INSTRUCTIONS TO FOLLOW:
Can you rewrite the material below as a JSON list of strings, one string per line with blank lines omitted, starting at the very first line and stopping after the line that contains "pixel 357 78"?

— BEGIN THE INPUT —

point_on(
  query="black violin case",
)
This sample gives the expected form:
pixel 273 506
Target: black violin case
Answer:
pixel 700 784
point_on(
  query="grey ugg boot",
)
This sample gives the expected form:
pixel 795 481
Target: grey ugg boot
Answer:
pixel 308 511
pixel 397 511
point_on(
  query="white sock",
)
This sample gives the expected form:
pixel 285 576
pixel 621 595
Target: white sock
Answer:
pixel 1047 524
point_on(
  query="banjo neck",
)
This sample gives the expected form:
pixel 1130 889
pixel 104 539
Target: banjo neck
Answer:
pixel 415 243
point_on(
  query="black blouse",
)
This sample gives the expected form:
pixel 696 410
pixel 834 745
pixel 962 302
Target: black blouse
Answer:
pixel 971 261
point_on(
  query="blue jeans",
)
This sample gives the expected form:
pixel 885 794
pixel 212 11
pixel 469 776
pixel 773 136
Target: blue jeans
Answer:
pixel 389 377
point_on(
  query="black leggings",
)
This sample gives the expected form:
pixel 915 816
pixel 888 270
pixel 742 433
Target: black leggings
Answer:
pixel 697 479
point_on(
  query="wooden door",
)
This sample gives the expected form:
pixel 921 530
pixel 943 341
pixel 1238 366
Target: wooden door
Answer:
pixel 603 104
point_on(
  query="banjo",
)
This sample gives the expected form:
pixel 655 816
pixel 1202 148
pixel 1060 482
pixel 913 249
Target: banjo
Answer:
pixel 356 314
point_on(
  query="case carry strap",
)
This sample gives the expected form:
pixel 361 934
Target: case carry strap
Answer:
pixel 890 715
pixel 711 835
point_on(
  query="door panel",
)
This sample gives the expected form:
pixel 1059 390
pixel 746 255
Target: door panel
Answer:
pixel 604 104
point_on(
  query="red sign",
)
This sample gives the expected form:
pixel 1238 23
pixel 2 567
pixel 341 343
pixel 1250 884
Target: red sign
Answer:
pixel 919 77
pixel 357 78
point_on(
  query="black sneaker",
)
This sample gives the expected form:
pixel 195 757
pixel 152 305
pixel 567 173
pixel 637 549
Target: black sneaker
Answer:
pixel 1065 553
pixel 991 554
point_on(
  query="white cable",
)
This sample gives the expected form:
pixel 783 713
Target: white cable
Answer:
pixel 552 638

— END THE INPUT —

THE REPLY:
[
  "point_on(",
  "  query=\"black violin case\",",
  ")",
  "This sample gives the expected form:",
  "pixel 273 506",
  "Target: black violin case",
  "Answer:",
  "pixel 700 784",
  "point_on(",
  "  query=\"grey ugg boot\",",
  ")",
  "This sample gives the expected form:",
  "pixel 795 481",
  "Target: grey ugg boot",
  "Answer:",
  "pixel 308 511",
  "pixel 397 511",
  "point_on(",
  "  query=\"white sock\",",
  ")",
  "This sample gives the expected form:",
  "pixel 285 576",
  "pixel 621 595",
  "Target: white sock",
  "Answer:",
  "pixel 1047 524",
  "point_on(",
  "  query=\"banjo neck\",",
  ")",
  "This sample gives the expected form:",
  "pixel 1130 889",
  "pixel 104 539",
  "Target: banjo neck",
  "Answer:",
  "pixel 415 243",
  "point_on(",
  "  query=\"black blouse\",",
  ")",
  "This sample gives the expected form:",
  "pixel 696 410",
  "pixel 834 745",
  "pixel 962 302",
  "Target: black blouse",
  "Answer:",
  "pixel 971 261",
  "point_on(",
  "  query=\"blue jeans\",",
  ")",
  "This sample gives the expected form:",
  "pixel 885 794",
  "pixel 212 11",
  "pixel 469 776",
  "pixel 773 136",
  "Target: blue jeans",
  "Answer:",
  "pixel 389 377",
  "point_on(",
  "  query=\"black leggings\",",
  ")",
  "This sample gives the expected form:",
  "pixel 915 816",
  "pixel 888 270",
  "pixel 742 433",
  "Target: black leggings",
  "Answer:",
  "pixel 697 479",
  "point_on(",
  "  query=\"wooden door\",",
  ")",
  "This sample gives the expected form:",
  "pixel 921 530",
  "pixel 943 341",
  "pixel 1238 366",
  "Target: wooden door",
  "Answer:",
  "pixel 603 104",
  "point_on(",
  "  query=\"banjo\",",
  ")",
  "This sample gives the expected form:",
  "pixel 655 816",
  "pixel 1202 148",
  "pixel 1060 482",
  "pixel 913 249",
  "Target: banjo",
  "Answer:",
  "pixel 356 314",
  "point_on(",
  "  query=\"case carry strap\",",
  ")",
  "This sample gives the expected form:",
  "pixel 361 934",
  "Target: case carry strap",
  "Answer:",
  "pixel 890 715",
  "pixel 711 835",
  "point_on(",
  "  query=\"door panel\",",
  ")",
  "This sample gives the expected form:",
  "pixel 1059 390",
  "pixel 746 255",
  "Target: door panel",
  "Answer:",
  "pixel 604 104",
  "point_on(",
  "  query=\"red sign\",",
  ")",
  "This sample gives the expected form:",
  "pixel 1238 23",
  "pixel 2 567",
  "pixel 341 343",
  "pixel 1250 884",
  "Target: red sign",
  "Answer:",
  "pixel 919 77",
  "pixel 357 78"
]